Your instructions: Please gather every line below that contains the word "steel", and copy each one in full. Case counts, so a match must have the same capitals and lowercase letters.

----------

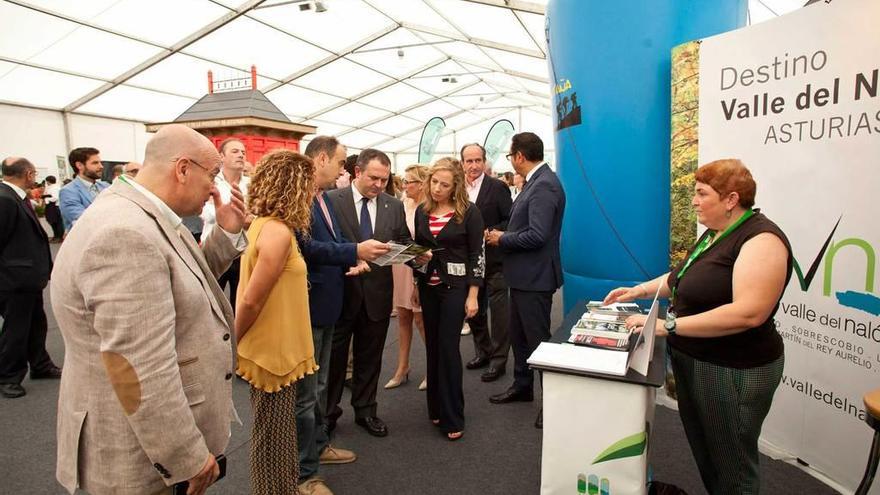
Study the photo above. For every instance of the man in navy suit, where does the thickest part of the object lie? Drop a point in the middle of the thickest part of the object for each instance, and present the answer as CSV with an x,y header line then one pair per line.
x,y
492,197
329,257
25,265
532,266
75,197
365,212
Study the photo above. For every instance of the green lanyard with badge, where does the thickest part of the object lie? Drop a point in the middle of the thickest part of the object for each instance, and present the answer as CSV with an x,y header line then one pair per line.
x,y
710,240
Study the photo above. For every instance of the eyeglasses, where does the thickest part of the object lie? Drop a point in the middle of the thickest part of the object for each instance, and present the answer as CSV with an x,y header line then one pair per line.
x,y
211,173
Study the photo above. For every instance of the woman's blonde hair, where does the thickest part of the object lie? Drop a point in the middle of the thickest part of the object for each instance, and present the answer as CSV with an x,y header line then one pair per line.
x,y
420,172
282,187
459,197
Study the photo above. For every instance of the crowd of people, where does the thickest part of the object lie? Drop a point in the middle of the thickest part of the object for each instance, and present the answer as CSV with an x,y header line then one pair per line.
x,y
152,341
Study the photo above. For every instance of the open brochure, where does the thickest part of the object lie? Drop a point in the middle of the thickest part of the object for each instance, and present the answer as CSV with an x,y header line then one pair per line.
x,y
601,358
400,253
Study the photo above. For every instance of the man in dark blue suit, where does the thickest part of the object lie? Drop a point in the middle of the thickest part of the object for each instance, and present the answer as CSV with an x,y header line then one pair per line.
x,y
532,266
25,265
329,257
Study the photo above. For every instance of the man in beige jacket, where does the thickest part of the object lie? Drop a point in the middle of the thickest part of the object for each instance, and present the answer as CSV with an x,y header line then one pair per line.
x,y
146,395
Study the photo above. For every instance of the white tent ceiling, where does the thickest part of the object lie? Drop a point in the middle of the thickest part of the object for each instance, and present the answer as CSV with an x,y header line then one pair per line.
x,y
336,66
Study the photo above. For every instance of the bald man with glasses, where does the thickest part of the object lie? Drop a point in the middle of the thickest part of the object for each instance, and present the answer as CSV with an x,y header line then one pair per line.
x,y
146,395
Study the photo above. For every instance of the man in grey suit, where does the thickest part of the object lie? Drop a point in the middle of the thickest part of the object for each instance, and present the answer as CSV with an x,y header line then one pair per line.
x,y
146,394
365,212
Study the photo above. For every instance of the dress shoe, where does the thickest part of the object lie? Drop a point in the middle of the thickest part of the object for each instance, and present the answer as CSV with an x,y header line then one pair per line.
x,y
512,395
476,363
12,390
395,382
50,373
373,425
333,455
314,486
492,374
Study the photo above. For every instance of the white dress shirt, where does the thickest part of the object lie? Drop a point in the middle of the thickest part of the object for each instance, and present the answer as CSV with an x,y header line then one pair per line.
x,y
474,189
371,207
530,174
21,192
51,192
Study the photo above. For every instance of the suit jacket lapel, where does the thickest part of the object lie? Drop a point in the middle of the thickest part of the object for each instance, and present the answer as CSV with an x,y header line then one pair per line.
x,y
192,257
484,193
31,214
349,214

----------

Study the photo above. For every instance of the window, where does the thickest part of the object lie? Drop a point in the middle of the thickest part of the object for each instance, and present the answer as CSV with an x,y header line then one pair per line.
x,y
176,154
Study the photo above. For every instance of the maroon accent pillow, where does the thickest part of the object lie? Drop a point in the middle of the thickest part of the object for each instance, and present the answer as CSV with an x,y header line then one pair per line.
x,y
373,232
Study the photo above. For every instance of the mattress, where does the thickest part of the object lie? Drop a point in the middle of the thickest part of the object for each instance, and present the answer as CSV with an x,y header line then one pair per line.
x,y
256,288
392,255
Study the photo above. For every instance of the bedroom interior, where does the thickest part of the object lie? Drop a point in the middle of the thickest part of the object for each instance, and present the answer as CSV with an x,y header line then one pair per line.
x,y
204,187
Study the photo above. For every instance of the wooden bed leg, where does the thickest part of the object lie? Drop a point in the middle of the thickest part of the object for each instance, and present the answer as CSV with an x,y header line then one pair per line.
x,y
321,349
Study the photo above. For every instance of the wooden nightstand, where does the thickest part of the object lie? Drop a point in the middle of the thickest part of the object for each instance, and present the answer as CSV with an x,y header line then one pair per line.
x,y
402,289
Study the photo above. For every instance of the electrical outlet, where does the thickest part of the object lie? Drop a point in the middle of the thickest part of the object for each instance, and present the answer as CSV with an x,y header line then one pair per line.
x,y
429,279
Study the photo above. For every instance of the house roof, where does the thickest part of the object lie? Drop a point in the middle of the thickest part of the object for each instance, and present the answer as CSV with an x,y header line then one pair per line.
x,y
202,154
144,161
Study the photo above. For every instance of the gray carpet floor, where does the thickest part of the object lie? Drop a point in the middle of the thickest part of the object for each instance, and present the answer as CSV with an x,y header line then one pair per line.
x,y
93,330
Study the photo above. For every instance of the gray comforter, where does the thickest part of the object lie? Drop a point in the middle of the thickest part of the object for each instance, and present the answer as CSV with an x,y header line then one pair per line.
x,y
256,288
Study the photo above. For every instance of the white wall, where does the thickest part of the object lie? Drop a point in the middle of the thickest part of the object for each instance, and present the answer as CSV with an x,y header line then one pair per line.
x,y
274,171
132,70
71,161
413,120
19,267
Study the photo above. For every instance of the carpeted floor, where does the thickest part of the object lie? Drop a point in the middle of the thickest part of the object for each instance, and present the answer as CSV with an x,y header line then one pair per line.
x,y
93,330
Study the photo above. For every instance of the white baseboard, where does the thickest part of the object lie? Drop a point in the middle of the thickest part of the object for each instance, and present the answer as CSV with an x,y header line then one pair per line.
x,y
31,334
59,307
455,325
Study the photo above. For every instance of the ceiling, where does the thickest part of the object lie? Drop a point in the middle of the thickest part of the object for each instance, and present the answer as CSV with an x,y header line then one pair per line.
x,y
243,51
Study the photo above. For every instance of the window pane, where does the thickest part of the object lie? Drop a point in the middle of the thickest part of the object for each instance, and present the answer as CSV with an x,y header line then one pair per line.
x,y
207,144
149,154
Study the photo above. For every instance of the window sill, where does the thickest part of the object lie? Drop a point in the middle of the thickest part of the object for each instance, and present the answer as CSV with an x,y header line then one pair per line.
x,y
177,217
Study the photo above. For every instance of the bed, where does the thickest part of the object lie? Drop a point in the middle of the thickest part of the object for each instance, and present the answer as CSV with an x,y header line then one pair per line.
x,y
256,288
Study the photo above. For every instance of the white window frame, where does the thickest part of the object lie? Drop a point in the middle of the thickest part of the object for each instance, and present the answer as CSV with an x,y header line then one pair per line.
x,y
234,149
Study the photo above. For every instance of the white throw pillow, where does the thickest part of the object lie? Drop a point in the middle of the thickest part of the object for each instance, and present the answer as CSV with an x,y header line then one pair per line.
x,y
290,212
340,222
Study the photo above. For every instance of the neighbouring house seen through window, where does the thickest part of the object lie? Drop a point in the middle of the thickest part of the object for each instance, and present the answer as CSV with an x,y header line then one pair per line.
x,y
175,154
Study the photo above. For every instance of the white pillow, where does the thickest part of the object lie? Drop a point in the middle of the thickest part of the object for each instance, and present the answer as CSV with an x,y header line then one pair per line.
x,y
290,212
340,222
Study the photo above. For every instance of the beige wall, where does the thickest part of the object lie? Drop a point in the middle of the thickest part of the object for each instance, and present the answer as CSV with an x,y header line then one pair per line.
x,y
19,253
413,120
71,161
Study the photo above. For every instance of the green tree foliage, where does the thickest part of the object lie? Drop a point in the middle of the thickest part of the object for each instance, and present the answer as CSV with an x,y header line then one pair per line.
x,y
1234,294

----------

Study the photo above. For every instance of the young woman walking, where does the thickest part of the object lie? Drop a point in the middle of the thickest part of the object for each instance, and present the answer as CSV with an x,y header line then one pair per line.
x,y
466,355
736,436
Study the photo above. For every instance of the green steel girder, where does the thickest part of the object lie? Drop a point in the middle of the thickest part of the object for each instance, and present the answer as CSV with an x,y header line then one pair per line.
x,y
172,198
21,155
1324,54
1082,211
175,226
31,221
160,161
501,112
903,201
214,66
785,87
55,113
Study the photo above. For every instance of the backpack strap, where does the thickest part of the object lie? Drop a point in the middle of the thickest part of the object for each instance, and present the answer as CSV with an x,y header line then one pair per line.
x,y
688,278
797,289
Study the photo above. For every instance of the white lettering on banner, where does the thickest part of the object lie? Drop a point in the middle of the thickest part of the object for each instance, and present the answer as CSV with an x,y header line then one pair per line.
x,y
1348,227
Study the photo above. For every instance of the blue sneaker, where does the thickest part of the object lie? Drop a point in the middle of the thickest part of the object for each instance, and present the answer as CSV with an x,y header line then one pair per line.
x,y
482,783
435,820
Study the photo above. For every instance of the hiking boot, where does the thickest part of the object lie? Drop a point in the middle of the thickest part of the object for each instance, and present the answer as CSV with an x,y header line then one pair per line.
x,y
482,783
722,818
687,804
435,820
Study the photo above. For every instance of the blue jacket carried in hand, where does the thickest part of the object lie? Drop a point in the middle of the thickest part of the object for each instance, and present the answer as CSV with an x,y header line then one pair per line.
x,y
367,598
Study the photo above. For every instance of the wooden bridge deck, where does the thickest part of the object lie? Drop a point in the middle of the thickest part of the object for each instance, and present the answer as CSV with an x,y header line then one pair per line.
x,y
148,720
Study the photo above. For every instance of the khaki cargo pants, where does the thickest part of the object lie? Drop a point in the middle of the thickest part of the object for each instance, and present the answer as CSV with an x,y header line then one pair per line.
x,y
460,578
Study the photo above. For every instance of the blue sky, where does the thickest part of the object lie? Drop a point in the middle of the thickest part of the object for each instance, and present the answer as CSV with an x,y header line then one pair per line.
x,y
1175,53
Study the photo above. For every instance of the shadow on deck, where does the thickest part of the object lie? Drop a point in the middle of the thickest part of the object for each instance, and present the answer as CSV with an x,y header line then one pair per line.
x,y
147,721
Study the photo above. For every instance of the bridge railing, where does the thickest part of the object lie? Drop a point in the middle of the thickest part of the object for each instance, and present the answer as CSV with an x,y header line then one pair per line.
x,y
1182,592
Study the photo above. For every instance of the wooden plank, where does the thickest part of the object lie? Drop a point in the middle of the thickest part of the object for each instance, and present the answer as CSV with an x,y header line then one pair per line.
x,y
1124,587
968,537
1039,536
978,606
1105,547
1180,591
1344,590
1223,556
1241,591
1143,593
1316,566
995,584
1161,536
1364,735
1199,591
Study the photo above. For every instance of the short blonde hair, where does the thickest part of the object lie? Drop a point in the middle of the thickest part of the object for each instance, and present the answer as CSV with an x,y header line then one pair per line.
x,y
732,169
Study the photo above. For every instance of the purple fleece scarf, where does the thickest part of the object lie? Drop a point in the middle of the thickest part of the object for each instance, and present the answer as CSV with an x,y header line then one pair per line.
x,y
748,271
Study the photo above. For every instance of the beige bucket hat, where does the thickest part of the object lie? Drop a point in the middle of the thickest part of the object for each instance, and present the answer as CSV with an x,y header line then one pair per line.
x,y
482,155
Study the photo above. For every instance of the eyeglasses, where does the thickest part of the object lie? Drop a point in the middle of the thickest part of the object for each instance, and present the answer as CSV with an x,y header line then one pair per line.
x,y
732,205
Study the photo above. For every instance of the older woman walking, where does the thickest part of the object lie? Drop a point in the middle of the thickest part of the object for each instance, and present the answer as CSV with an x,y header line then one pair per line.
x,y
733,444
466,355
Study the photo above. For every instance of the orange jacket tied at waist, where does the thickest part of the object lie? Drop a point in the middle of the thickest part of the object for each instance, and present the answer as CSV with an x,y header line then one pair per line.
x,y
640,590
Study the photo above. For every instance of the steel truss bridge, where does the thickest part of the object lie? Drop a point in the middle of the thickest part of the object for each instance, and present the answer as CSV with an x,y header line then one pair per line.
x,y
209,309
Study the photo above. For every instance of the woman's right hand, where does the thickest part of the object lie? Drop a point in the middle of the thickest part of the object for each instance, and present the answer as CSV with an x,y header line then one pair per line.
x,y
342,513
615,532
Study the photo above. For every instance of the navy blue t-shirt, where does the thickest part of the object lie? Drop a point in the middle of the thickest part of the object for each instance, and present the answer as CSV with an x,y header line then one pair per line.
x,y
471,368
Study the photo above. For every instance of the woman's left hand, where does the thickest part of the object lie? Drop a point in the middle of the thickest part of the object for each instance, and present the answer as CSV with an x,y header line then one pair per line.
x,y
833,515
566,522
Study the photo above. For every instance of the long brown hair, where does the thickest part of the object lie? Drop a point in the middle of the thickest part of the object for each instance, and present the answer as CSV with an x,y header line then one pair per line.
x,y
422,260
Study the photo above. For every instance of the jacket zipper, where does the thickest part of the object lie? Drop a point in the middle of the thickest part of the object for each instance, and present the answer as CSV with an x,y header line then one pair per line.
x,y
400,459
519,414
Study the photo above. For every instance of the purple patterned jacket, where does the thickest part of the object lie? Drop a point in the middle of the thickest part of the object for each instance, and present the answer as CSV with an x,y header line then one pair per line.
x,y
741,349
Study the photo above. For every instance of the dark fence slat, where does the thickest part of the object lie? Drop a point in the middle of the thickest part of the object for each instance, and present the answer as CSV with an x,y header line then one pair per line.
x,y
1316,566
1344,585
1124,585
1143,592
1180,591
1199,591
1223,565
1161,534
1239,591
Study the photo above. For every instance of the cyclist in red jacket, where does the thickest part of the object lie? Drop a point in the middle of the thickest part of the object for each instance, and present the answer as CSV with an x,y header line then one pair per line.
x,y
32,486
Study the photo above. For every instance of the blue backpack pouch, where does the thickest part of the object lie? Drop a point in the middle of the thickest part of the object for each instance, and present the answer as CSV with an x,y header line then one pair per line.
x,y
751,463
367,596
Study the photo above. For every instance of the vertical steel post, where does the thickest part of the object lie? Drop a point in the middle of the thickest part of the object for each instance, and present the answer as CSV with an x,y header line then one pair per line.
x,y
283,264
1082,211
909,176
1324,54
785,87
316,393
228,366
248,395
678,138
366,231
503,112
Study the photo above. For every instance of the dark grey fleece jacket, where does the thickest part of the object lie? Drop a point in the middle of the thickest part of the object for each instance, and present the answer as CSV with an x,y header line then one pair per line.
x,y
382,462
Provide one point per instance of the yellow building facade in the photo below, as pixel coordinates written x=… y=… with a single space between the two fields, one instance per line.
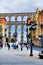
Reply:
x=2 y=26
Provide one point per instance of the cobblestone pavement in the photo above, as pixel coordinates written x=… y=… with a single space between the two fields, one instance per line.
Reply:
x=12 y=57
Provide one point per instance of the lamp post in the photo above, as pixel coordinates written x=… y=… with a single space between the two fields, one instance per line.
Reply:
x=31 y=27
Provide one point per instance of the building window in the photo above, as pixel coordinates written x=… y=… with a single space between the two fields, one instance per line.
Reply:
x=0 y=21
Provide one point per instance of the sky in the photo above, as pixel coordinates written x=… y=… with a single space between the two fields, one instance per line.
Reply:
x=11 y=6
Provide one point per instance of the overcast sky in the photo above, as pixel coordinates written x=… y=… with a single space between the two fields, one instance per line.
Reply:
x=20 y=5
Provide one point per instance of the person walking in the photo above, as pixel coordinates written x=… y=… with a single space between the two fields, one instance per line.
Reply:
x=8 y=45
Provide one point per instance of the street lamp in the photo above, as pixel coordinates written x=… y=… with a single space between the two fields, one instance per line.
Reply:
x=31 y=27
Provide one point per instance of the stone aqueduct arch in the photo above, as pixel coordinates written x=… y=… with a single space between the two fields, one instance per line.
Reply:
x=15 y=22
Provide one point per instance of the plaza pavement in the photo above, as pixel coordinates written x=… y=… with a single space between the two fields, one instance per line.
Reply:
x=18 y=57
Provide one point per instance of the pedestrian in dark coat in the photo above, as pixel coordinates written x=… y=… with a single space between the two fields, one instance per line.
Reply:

----------

Written reply:
Study the photo above. For every instance of the green steel girder, where does the thickest part of the object lie? Drop a point in the middle of the thickest part of the object for each instance, and present the answer as CSV with an x,y header line then one pair per line.
Study the photo above. For every instance of the steel truss bridge, where does the thickest part of the object lie? Drop a point in the middle of the thickest part of the object for each instance, and present the answer as CSV with an x,y header line then one pair per line.
Study the photo above. For every instance of the vertical steel post, where does the thickest part of the object lie? Drop a point in the middle of the thickest part of the object for each instance, and present the answer as CSV with an x,y header line then one pair per line.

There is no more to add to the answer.